▶ What you will do: Report every line of the records below that contains the string "brick", copying each line in full. Case counts.

▶ Records for identifying positions:
--------------------------------------------------
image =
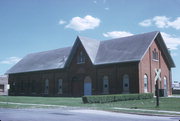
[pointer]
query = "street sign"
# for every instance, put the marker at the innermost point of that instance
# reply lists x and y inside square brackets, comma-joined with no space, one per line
[158,74]
[7,86]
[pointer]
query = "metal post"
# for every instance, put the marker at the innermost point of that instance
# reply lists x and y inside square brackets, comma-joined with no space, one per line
[157,93]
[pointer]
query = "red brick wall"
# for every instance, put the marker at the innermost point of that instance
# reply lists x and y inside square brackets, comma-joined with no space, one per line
[148,65]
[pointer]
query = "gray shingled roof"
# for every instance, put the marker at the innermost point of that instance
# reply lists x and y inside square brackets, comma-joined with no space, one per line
[47,60]
[91,46]
[126,49]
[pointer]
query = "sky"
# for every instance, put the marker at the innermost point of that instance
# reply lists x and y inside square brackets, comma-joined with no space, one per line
[28,26]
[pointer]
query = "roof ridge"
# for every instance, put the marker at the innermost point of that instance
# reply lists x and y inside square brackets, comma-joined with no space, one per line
[131,36]
[48,50]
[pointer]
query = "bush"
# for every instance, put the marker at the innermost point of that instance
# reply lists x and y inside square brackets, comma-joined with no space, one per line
[114,98]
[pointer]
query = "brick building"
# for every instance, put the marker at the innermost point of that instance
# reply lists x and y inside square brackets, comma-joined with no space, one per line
[3,85]
[91,67]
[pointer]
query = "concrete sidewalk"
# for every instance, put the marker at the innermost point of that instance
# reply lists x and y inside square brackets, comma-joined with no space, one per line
[117,108]
[145,110]
[33,104]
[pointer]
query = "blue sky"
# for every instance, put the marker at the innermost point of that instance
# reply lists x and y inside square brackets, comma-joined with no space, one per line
[28,26]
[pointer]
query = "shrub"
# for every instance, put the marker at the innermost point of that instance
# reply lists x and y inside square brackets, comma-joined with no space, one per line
[116,97]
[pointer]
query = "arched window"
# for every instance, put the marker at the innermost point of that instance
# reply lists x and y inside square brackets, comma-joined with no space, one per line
[145,83]
[46,86]
[165,87]
[125,83]
[87,86]
[59,86]
[155,55]
[81,58]
[105,85]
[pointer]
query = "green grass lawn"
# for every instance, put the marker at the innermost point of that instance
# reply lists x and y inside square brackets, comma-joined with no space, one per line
[171,104]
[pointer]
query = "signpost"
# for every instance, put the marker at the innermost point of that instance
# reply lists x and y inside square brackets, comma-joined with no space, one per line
[157,79]
[7,88]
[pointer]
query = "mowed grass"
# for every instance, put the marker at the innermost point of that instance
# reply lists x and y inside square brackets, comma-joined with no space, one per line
[170,104]
[63,101]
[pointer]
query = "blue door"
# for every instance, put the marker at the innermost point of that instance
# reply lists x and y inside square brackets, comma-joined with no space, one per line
[87,86]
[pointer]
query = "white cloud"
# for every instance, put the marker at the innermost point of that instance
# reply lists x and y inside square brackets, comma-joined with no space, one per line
[175,24]
[62,22]
[81,24]
[95,2]
[11,60]
[106,8]
[117,34]
[171,41]
[174,54]
[161,22]
[146,23]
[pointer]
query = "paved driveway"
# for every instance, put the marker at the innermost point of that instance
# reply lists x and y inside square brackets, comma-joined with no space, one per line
[64,114]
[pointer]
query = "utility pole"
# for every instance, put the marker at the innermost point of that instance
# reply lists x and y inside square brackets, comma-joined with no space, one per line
[157,78]
[157,93]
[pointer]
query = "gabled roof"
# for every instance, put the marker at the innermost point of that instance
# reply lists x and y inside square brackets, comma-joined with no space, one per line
[91,46]
[47,60]
[126,49]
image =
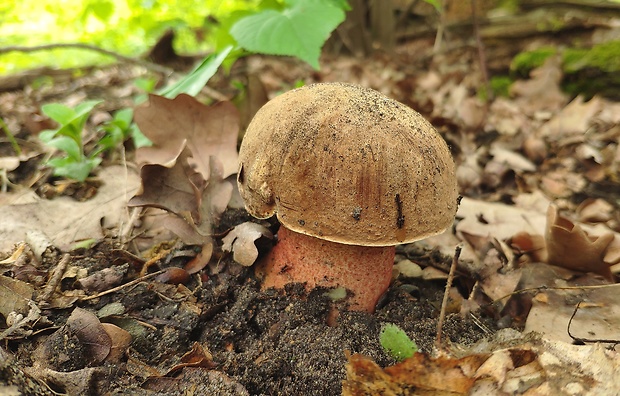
--------------------------------------------------
▶ Correct result:
query = "red brick wall"
query = "brick building"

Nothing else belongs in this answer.